**Gegeven tekst**
******

Party-DJ, spiel nog einmal…

Afgelopen vrijdag hebben mijn maatje Jan en ik, het Goorse nachtleven eens van dichtbij bekeken. Ik stond er versteld van dat het in het Goorse centrum soms ook druk kan zijn. We zijn begonnen bij onze stamkroeg waar de biljard-grootmeesters van weleer hun huiskamer hebben. Prominenten van toen zijn, door de tand des tijds, vervangen door prominenten van nu. Excentrieke figuren die het ook echt verdienen om prominent genoemd te worden. Dit puur door karakter, een mening, door wat ze bereikt hebben én vooral door niet te wauwelen.

******

**Puntgebaseerde annotatiegegevens**
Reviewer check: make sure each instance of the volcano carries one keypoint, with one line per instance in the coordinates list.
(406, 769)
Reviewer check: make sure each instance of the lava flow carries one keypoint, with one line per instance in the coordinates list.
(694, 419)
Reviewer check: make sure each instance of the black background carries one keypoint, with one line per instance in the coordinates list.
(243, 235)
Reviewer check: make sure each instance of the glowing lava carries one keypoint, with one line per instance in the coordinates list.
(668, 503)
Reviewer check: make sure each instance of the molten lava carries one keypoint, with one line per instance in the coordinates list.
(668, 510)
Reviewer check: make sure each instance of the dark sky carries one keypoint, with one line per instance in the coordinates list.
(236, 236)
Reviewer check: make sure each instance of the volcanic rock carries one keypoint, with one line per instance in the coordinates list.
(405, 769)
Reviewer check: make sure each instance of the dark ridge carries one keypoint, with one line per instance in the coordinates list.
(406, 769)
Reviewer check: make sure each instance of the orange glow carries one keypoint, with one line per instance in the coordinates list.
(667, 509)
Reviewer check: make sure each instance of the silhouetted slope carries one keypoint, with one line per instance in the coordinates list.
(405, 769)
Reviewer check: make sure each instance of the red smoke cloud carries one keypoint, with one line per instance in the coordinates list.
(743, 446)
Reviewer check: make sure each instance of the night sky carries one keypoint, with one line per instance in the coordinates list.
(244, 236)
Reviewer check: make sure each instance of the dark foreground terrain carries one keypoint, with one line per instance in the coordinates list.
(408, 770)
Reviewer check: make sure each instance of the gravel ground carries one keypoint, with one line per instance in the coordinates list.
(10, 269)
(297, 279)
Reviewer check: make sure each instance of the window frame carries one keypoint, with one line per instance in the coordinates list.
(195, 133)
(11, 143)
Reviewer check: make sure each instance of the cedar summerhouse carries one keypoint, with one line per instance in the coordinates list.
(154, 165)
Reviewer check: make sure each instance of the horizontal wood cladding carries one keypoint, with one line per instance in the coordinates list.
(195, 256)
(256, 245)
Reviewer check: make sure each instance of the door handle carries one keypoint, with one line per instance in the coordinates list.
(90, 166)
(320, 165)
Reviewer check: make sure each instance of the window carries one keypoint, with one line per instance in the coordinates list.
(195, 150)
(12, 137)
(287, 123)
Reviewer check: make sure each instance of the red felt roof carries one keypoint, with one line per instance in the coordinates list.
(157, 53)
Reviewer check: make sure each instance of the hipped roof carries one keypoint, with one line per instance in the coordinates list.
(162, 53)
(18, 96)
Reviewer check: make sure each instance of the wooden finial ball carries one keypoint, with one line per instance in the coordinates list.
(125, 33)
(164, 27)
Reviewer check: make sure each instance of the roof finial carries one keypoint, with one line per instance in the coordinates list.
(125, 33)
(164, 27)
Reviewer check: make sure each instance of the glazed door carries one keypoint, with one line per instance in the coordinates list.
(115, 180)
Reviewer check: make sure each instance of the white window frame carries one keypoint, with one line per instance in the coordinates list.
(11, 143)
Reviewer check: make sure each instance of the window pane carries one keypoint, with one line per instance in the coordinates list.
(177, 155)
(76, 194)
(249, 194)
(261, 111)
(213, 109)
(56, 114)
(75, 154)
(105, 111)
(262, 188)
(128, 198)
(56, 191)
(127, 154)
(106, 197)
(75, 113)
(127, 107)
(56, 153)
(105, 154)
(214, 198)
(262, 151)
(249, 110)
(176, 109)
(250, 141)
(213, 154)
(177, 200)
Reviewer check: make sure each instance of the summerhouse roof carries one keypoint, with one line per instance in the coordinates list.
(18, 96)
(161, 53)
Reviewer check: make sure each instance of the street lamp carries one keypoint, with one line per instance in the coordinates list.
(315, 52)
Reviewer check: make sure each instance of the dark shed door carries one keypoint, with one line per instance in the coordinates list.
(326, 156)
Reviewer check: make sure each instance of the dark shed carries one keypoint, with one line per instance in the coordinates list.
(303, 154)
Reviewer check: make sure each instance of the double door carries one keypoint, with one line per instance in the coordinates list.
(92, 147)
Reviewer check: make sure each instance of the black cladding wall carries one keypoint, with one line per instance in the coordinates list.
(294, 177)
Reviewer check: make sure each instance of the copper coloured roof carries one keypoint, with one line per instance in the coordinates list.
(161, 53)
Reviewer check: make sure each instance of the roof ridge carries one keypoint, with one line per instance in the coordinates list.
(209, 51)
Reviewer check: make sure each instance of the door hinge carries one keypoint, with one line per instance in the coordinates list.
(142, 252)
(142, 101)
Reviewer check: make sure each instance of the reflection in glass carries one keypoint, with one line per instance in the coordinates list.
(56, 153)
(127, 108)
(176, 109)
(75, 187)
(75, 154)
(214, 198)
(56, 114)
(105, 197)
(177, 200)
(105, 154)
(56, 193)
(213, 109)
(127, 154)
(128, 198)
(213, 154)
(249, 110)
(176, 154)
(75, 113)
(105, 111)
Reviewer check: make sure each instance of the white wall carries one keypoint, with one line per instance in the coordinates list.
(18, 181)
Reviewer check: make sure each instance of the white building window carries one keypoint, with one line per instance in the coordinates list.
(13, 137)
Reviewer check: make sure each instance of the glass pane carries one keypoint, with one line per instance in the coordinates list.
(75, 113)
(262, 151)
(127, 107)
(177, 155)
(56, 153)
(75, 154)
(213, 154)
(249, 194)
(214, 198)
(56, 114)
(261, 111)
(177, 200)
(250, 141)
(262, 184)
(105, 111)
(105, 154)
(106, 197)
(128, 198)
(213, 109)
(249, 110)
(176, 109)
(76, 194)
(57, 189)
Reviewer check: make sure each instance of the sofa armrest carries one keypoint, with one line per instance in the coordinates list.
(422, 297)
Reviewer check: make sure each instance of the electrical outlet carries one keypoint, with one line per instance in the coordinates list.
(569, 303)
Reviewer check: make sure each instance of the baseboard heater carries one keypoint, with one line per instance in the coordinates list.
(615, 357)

******

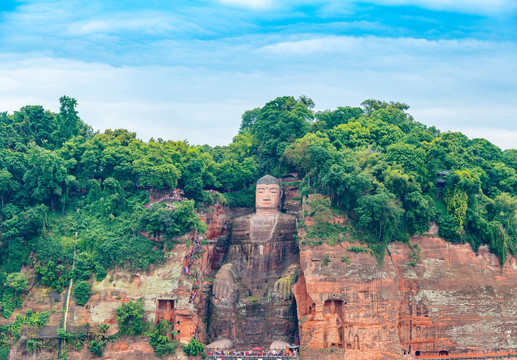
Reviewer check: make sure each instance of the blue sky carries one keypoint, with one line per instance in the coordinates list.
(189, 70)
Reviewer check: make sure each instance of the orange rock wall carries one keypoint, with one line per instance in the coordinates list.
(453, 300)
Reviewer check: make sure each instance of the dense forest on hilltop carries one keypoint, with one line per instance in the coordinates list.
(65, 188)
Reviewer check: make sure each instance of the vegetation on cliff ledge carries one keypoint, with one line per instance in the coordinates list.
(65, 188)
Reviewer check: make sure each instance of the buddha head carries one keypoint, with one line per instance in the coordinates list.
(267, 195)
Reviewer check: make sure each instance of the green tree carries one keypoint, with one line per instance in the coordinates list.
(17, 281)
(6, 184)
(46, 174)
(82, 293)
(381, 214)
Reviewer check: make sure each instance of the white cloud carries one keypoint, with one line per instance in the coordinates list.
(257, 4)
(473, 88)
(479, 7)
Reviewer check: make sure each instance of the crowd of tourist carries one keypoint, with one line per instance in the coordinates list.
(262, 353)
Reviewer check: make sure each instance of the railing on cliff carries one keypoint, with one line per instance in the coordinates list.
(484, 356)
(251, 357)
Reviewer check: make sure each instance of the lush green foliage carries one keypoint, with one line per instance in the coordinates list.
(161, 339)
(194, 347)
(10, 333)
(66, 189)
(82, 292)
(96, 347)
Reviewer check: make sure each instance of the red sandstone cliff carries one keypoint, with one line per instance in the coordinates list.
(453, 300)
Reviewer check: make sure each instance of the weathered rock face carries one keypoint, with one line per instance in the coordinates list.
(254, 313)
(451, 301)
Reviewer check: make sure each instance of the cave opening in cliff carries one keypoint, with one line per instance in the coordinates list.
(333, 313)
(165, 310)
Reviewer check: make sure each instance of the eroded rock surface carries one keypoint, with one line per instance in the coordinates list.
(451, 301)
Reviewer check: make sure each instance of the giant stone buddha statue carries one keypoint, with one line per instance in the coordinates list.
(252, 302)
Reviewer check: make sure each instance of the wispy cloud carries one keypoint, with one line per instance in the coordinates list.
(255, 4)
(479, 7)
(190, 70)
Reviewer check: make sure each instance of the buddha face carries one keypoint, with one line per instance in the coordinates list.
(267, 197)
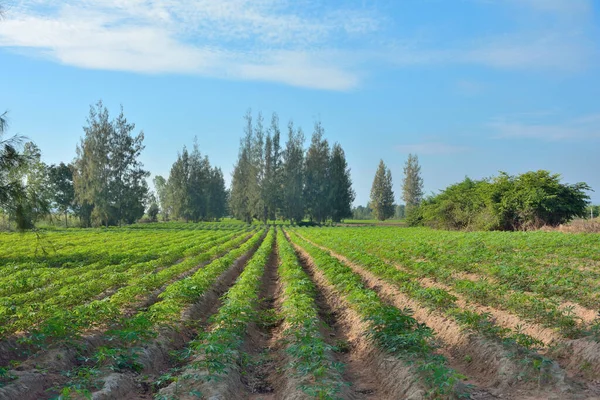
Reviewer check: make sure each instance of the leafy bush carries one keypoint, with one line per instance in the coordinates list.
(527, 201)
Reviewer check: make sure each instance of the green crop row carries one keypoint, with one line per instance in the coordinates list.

******

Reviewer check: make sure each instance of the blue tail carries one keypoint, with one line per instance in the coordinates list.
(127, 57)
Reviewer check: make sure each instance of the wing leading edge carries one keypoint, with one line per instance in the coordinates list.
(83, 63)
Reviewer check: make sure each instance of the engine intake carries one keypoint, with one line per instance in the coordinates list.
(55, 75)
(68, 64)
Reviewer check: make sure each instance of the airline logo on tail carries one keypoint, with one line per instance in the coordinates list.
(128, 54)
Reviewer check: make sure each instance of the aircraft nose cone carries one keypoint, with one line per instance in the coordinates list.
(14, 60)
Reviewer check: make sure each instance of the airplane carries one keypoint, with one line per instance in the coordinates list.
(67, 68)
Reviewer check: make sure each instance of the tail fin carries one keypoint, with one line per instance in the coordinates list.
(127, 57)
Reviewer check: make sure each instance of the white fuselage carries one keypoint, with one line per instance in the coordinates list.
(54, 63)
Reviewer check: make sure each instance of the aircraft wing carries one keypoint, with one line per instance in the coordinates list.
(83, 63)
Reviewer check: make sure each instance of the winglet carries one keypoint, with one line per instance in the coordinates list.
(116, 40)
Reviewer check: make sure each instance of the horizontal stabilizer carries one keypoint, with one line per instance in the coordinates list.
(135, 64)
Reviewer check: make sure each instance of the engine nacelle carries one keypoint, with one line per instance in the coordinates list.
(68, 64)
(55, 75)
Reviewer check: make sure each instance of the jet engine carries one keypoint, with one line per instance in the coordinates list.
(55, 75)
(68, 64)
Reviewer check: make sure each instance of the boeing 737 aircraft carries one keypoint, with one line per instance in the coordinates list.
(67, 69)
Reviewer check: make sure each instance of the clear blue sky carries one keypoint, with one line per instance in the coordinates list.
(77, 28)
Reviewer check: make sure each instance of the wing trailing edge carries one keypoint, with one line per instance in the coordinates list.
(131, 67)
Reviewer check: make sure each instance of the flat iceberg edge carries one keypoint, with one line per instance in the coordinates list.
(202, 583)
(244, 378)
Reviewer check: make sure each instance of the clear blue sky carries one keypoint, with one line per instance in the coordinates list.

******

**Opdrachten**
(1) Waar begonnen de ik-persoon en Jan hun avond volgens de tekst over het Goorse nachtleven?
(2) Schrijf de tekst over het Goorse nachtleven verder, vanaf na de laatste zin.

**Antwoorden op volgorde**
(1) Bij hun stamkroeg, waar de biljard-grootmeesters van weleer hun huiskamer hebben.

(2)
namens_niels

Ik sprak aan de bar een oude bekende Gorenaar. Hij deed mij direct denken aan mijn opa. Hij zei ook hetzelfde: “Weet ie wat er mis is met die jungskes, nog met vlasheure in de nekke, van tegenswoordig? Die snotterkukens mot is un betje meer met de oorne en de ogen en is wat minder met de lippe.” Daar had de oude baas in twee zinnen precies samengevat waar menigeen hele epistels voor nodig heeft en waarvoor allerlei dure “deskundigen” ingevlogen worden om ontsporende hangjeugd binnen de lijntjes te houden.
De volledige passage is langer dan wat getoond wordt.